SOURCE MATERIAL:
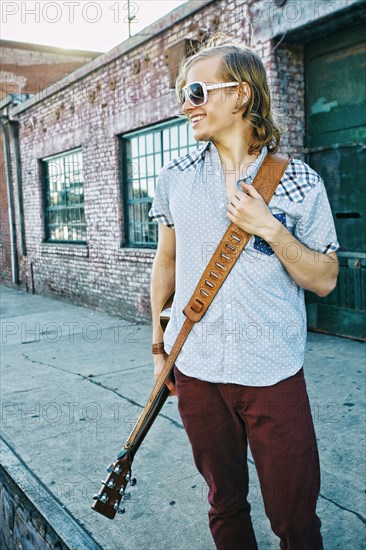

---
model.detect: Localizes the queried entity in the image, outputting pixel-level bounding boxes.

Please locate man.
[149,37,338,550]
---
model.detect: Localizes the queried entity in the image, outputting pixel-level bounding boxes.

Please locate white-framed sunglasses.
[179,82,239,107]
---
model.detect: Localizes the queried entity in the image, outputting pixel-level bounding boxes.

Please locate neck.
[212,128,259,172]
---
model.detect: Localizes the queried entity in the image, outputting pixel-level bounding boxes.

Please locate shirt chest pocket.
[253,212,292,256]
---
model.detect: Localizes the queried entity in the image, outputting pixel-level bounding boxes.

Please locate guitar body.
[92,154,289,519]
[92,291,174,519]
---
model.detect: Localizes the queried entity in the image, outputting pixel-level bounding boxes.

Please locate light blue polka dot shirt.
[149,141,339,386]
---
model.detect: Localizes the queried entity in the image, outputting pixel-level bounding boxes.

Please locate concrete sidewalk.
[0,287,365,550]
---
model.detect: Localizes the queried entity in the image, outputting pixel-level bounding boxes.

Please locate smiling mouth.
[191,115,206,125]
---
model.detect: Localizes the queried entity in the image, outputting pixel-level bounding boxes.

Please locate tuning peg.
[113,500,126,514]
[107,464,122,474]
[102,479,116,489]
[93,493,109,502]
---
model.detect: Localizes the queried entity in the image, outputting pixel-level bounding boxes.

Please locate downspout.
[9,120,27,256]
[0,116,19,285]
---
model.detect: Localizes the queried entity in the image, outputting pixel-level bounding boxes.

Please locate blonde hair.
[175,33,283,155]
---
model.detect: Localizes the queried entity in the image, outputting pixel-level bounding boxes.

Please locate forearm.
[150,253,175,343]
[265,220,339,296]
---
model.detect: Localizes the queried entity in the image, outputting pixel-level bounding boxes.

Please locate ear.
[238,82,251,107]
[235,82,251,113]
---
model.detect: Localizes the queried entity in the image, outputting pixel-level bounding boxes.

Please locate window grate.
[42,149,86,244]
[122,119,202,248]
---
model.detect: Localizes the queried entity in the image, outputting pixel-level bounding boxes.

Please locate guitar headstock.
[92,450,136,519]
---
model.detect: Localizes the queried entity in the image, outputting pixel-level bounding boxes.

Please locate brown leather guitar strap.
[125,154,290,448]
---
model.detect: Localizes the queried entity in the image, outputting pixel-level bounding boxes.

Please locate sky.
[0,0,186,52]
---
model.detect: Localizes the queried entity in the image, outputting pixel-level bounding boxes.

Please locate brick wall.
[3,0,348,322]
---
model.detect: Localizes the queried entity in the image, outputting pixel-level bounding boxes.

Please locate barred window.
[122,119,202,248]
[42,149,86,243]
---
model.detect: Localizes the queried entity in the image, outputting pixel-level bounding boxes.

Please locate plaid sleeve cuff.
[321,241,339,254]
[149,208,174,227]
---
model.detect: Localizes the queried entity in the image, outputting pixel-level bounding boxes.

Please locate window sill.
[41,242,89,258]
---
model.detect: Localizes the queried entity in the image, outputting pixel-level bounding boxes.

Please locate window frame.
[40,147,87,246]
[120,118,203,250]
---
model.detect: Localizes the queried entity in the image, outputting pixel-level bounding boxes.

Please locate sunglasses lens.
[188,82,205,106]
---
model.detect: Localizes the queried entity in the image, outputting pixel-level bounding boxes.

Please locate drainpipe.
[0,116,19,285]
[9,120,27,256]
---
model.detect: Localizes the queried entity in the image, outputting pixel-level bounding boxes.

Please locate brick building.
[0,40,100,284]
[2,0,366,338]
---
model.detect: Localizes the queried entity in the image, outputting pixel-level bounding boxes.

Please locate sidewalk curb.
[0,437,101,550]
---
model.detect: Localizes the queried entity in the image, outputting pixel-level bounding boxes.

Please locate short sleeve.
[148,168,174,227]
[295,176,339,254]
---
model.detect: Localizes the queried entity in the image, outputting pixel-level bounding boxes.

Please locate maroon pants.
[174,366,323,550]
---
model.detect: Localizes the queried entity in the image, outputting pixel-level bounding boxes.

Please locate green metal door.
[305,24,366,339]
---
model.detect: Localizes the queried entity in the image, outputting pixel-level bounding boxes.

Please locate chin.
[193,130,212,141]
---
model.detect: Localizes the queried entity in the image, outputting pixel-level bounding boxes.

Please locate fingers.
[240,181,261,199]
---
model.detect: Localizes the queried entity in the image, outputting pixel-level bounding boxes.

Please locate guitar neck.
[118,382,170,461]
[118,319,193,458]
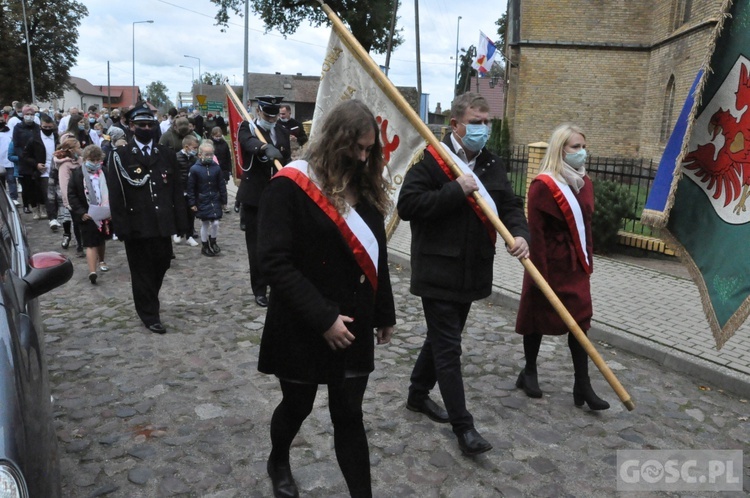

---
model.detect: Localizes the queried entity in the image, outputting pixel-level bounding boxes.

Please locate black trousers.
[242,204,268,296]
[409,297,474,435]
[269,376,372,498]
[124,237,172,327]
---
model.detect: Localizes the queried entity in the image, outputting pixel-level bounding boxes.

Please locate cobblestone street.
[22,207,750,498]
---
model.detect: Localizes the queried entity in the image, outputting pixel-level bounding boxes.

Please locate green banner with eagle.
[643,0,750,348]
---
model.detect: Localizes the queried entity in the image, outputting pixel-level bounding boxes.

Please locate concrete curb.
[388,248,750,403]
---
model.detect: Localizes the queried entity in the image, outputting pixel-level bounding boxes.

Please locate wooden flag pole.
[318,0,635,410]
[224,80,284,170]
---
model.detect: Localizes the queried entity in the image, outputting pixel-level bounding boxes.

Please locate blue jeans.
[409,297,474,435]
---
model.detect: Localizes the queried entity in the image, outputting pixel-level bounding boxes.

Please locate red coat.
[516,177,594,335]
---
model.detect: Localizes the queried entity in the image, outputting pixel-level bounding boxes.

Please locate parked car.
[0,180,73,498]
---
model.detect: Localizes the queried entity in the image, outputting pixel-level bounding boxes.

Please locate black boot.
[201,242,216,258]
[568,334,609,410]
[516,368,542,398]
[573,378,609,410]
[208,237,221,254]
[266,460,299,498]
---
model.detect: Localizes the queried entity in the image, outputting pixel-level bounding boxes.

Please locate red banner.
[227,96,244,185]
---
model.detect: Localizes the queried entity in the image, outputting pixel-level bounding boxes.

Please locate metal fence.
[506,145,656,235]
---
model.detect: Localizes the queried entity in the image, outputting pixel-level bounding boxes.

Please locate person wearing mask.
[397,93,529,455]
[107,102,187,334]
[66,145,110,285]
[17,114,58,220]
[258,100,396,498]
[237,95,291,308]
[172,134,199,247]
[516,124,609,410]
[279,104,307,147]
[159,118,193,154]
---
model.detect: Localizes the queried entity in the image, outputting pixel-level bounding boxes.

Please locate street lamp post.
[453,16,461,97]
[133,20,154,105]
[180,64,195,107]
[185,55,203,95]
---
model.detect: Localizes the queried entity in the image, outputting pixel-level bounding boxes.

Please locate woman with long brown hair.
[258,100,396,497]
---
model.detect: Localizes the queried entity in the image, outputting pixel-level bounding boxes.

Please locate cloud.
[71,0,505,110]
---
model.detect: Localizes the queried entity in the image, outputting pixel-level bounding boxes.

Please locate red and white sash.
[275,161,379,290]
[537,173,591,273]
[427,142,497,244]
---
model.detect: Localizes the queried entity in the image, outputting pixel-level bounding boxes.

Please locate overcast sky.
[71,0,506,111]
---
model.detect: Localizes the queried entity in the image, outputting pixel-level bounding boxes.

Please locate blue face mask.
[461,124,490,152]
[565,149,586,169]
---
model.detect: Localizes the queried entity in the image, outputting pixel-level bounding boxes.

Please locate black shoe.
[573,379,609,410]
[208,237,221,254]
[266,460,299,498]
[201,242,216,256]
[146,322,167,334]
[458,429,492,456]
[406,397,450,424]
[516,368,542,398]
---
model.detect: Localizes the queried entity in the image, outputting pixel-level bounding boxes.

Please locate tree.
[456,45,477,95]
[0,0,89,104]
[143,81,174,111]
[211,0,404,54]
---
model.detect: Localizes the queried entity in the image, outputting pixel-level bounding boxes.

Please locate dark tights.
[269,376,372,498]
[523,333,589,380]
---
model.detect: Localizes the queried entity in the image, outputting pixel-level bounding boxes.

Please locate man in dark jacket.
[107,102,187,334]
[237,95,291,307]
[398,93,529,455]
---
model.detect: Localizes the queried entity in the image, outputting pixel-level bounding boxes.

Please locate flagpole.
[224,82,284,170]
[318,0,635,410]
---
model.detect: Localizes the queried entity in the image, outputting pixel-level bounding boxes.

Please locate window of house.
[659,75,674,143]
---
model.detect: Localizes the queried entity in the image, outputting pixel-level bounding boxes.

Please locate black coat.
[397,135,530,302]
[237,121,292,207]
[106,140,187,240]
[186,162,227,220]
[258,177,396,384]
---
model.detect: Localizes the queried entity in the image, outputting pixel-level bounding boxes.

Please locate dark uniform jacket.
[258,177,396,384]
[397,135,529,302]
[106,140,187,240]
[516,176,594,335]
[237,121,292,206]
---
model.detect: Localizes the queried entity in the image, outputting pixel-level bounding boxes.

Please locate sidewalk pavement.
[388,221,750,397]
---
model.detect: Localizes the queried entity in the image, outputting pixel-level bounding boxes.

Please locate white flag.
[310,30,425,235]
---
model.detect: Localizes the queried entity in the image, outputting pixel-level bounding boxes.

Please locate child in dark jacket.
[186,140,227,256]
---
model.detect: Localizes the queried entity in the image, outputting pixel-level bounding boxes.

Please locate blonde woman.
[516,124,609,410]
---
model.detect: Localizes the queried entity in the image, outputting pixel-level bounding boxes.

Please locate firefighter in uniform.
[237,95,292,307]
[107,102,187,334]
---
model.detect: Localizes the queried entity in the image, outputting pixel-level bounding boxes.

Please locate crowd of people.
[0,93,609,497]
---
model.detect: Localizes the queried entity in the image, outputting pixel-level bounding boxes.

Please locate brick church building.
[505,0,723,160]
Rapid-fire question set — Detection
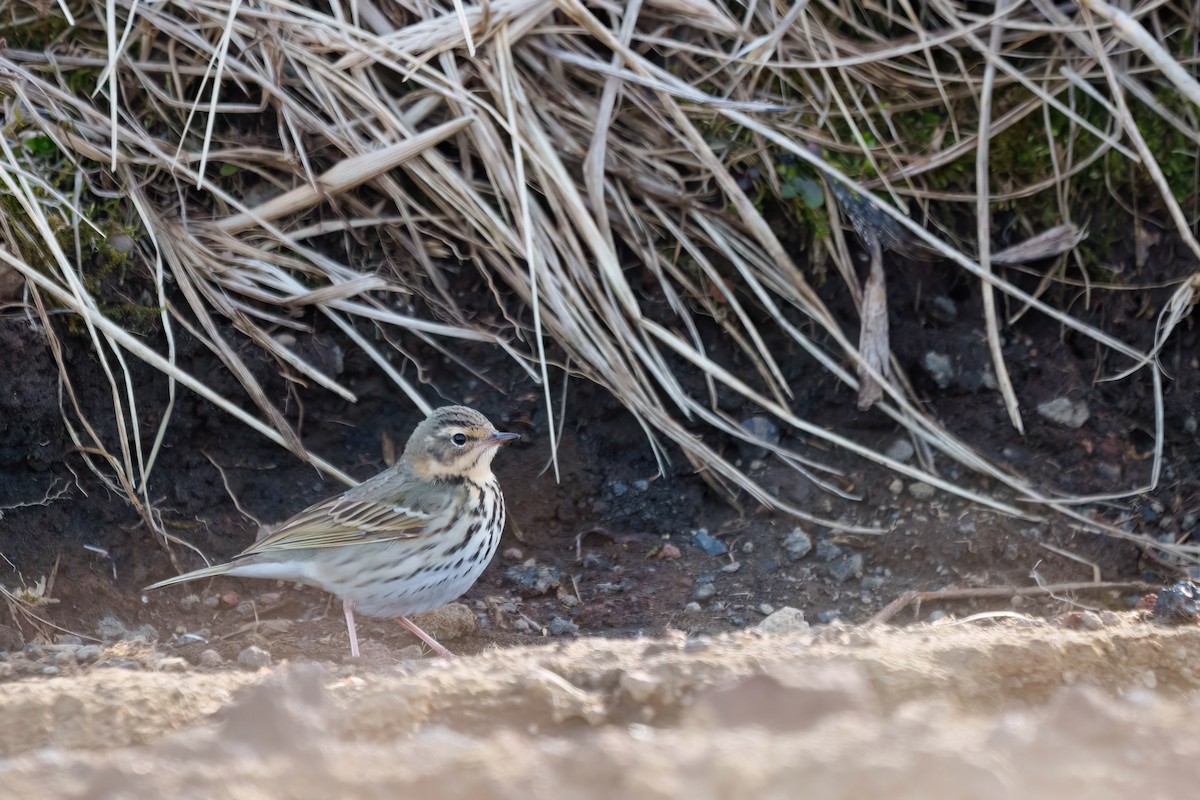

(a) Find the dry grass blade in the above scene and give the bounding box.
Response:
[0,0,1200,563]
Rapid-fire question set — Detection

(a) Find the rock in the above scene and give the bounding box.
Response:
[238,644,271,669]
[215,666,331,753]
[929,294,959,323]
[396,644,425,661]
[546,616,580,636]
[908,481,937,500]
[738,416,779,461]
[413,603,479,642]
[617,669,662,703]
[54,644,83,667]
[691,528,730,555]
[862,575,887,591]
[883,439,917,464]
[1038,397,1092,428]
[784,528,812,561]
[96,614,125,642]
[656,542,683,561]
[504,561,562,597]
[691,576,716,603]
[755,603,809,634]
[686,664,876,733]
[197,648,224,669]
[920,350,954,389]
[816,539,841,561]
[1154,581,1200,622]
[76,644,100,663]
[828,553,863,583]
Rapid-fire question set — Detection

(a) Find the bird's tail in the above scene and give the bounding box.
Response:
[142,564,234,591]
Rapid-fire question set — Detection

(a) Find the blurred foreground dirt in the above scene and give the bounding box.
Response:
[0,615,1200,800]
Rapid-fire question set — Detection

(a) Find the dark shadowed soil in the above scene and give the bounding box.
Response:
[0,236,1200,798]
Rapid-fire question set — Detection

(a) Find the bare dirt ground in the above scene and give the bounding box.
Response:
[0,614,1200,800]
[0,231,1200,800]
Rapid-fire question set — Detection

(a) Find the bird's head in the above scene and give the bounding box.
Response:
[403,405,521,482]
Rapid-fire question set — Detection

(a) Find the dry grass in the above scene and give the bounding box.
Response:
[0,0,1200,553]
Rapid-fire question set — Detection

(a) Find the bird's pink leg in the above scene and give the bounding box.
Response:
[396,616,454,658]
[342,600,359,658]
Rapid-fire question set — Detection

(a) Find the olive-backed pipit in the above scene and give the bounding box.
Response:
[146,405,520,657]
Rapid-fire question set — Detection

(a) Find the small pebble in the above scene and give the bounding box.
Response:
[546,616,580,636]
[76,644,100,663]
[757,606,809,633]
[1037,397,1092,428]
[784,528,812,561]
[816,539,841,561]
[883,439,917,464]
[908,481,937,500]
[829,553,863,583]
[198,648,224,669]
[238,644,271,669]
[691,528,730,557]
[658,542,683,561]
[96,614,125,642]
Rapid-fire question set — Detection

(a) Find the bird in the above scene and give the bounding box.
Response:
[144,405,521,658]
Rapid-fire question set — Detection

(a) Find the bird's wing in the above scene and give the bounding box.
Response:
[240,497,432,557]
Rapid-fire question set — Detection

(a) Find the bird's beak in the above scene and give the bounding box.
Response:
[485,431,521,447]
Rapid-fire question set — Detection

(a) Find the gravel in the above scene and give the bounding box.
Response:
[238,644,271,669]
[784,528,812,561]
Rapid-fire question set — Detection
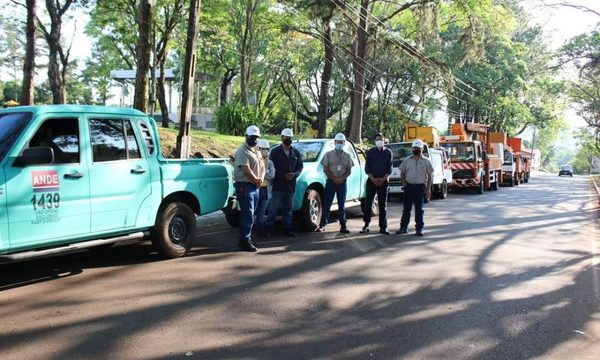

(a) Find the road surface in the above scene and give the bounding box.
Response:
[0,174,600,360]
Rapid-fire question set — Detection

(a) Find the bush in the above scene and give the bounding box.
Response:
[215,103,261,136]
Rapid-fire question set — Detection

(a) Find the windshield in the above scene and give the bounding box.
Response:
[292,141,323,162]
[442,143,475,162]
[0,112,31,161]
[385,143,412,167]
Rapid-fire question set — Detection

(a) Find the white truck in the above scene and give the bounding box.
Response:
[386,142,452,199]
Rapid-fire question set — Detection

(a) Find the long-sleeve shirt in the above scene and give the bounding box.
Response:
[269,145,304,193]
[365,147,393,178]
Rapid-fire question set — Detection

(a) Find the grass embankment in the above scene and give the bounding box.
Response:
[158,127,280,158]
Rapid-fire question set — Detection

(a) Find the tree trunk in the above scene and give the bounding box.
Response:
[133,0,152,112]
[21,0,36,105]
[350,0,370,144]
[317,13,334,137]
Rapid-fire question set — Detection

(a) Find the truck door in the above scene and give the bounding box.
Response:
[87,116,151,232]
[5,114,90,251]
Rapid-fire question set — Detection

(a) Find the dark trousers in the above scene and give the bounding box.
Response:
[234,181,258,242]
[400,184,425,232]
[363,179,389,230]
[319,179,348,227]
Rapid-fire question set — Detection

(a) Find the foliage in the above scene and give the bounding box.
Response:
[215,102,261,136]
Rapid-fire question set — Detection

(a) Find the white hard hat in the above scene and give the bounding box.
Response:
[258,139,269,149]
[412,139,424,149]
[281,128,294,137]
[333,133,346,141]
[246,125,260,136]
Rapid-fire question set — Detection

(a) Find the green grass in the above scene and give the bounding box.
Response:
[158,127,280,158]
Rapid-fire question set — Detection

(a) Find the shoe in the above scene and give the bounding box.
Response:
[283,230,296,237]
[240,241,258,252]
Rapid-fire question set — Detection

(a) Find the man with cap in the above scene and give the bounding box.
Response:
[316,133,354,234]
[233,125,265,252]
[396,139,433,236]
[266,128,303,236]
[255,139,275,235]
[360,133,393,235]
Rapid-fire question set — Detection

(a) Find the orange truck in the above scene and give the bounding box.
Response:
[440,123,504,194]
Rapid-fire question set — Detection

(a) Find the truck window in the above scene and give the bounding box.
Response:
[0,112,31,160]
[28,118,80,164]
[90,119,141,162]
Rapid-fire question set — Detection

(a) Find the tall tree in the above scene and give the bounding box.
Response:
[133,0,152,112]
[20,0,37,105]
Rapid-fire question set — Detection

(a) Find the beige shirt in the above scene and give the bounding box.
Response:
[321,150,354,177]
[400,156,433,184]
[233,144,265,182]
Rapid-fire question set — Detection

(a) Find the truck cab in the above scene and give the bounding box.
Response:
[0,105,231,261]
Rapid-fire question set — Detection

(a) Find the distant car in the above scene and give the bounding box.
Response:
[558,165,573,177]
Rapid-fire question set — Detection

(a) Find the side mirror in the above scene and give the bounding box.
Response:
[14,146,54,166]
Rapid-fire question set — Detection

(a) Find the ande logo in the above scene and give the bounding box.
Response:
[31,170,60,192]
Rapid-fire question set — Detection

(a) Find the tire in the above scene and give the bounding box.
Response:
[438,180,448,200]
[360,194,379,217]
[298,189,323,231]
[151,202,196,259]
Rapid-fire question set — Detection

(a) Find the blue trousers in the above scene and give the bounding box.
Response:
[267,191,294,230]
[254,187,269,231]
[234,181,258,242]
[319,179,348,227]
[400,184,425,232]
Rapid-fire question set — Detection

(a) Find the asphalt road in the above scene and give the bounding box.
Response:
[0,174,600,360]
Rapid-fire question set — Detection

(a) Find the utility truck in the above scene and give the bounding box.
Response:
[440,123,503,194]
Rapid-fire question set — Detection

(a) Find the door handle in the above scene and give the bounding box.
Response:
[65,171,83,179]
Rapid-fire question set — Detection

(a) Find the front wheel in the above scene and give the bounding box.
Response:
[299,189,323,231]
[151,202,196,259]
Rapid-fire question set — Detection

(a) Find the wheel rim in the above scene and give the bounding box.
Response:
[308,198,321,224]
[169,215,188,246]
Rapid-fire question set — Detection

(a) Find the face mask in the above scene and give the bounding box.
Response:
[246,137,258,147]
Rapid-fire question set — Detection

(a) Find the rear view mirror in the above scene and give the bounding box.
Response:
[14,146,54,166]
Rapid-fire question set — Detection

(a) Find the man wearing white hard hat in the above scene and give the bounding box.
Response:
[396,139,433,236]
[233,125,265,252]
[317,133,354,234]
[254,139,275,235]
[266,128,304,237]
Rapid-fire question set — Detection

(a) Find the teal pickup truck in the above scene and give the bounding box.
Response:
[0,105,233,262]
[223,139,379,231]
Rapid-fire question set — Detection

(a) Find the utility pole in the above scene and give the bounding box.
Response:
[177,0,200,159]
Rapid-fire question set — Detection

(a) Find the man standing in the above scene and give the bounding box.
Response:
[233,125,265,252]
[360,133,393,235]
[255,139,275,236]
[317,133,354,234]
[396,139,433,236]
[266,128,303,236]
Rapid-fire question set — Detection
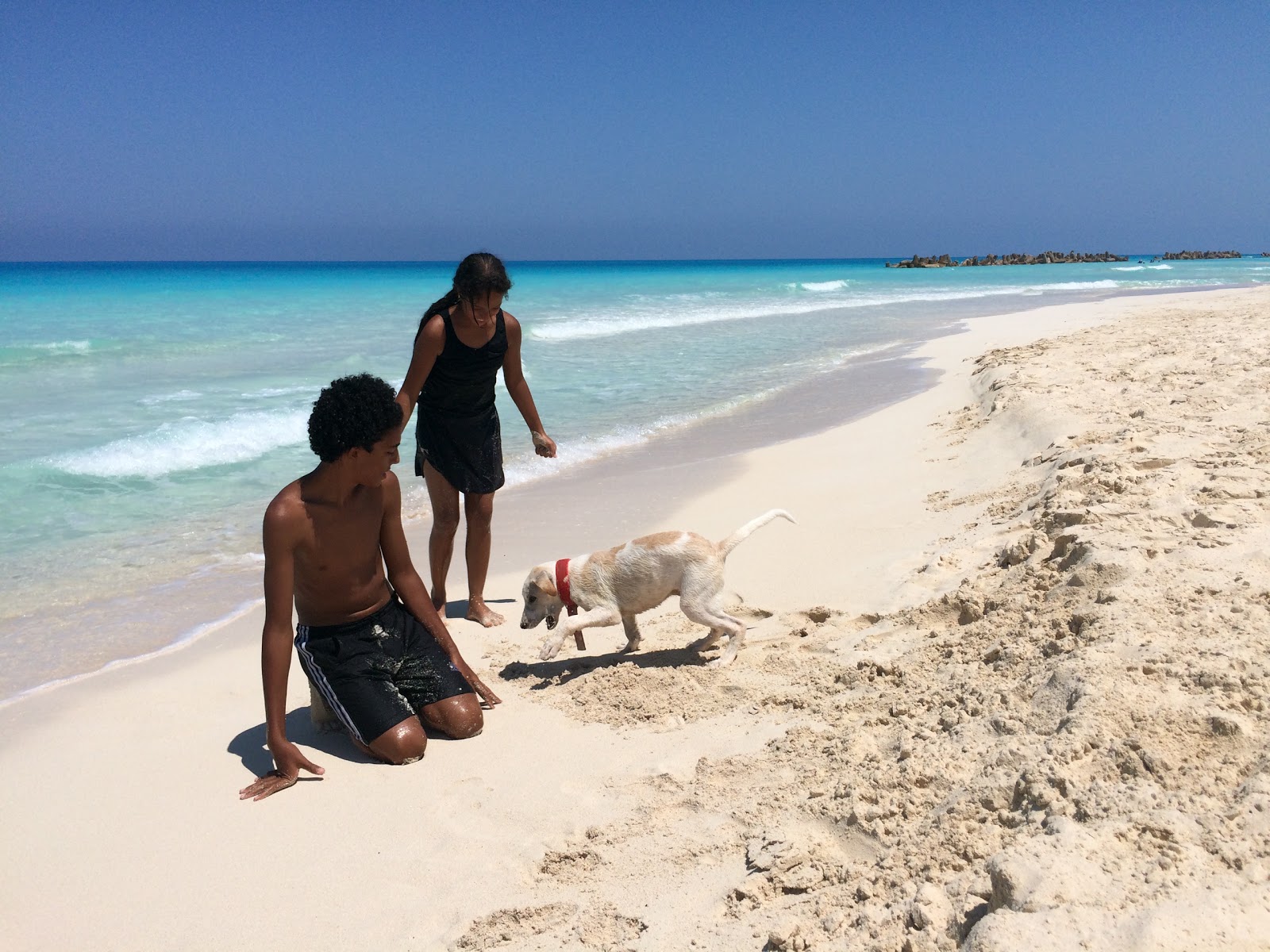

SHORT TASK:
Count the lines of the records above that contain the word "sunglasses", and give only that number.

SOLUTION FOR THIS TASK:
2